## DATA RECORDS
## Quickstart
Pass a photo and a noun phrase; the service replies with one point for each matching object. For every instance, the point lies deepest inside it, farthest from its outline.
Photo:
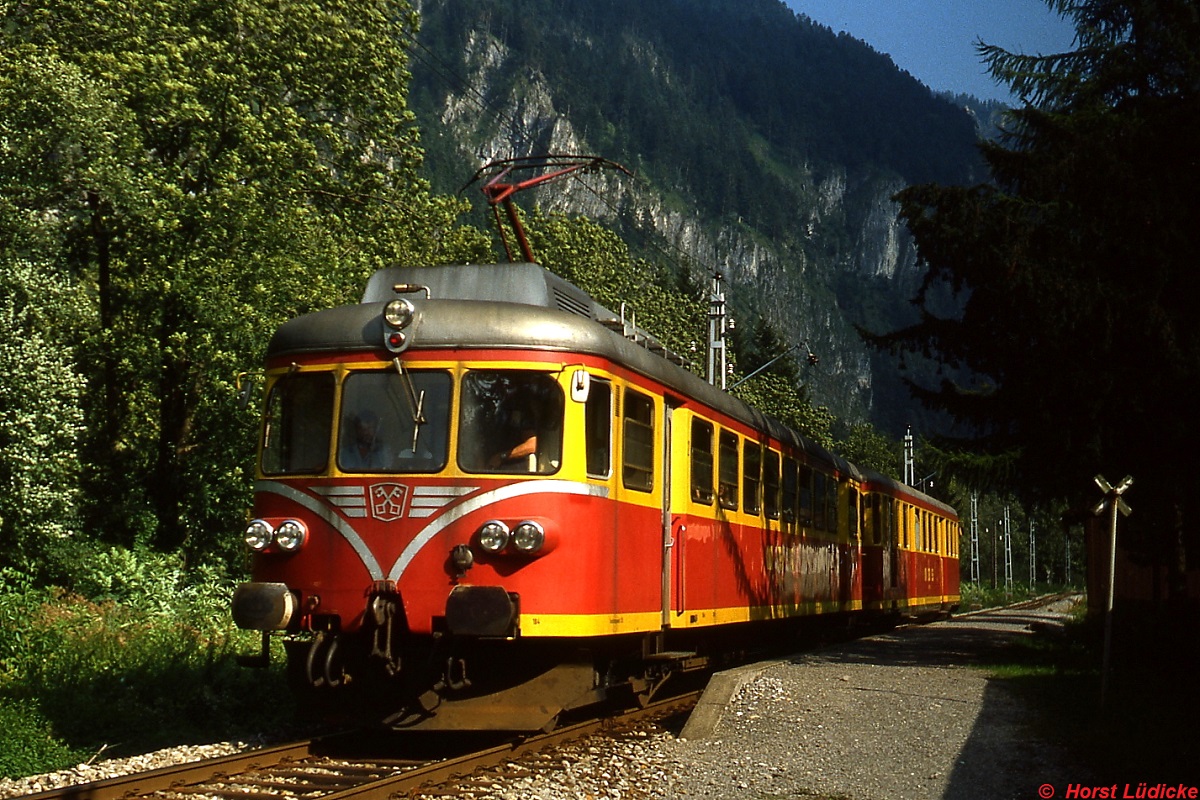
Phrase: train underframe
(456, 683)
(449, 680)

## PROMPT
The answer is a faithful copy of the records above, with the pictures removed.

## SOLUTION FOR THIS TASK
## Quickstart
Pass a photo and a noun phrase; the service replies with one point for each matching object. For every instance, the point lies deepest inside it, farthest from its outline.
Photo:
Phrase: train underframe
(456, 683)
(449, 680)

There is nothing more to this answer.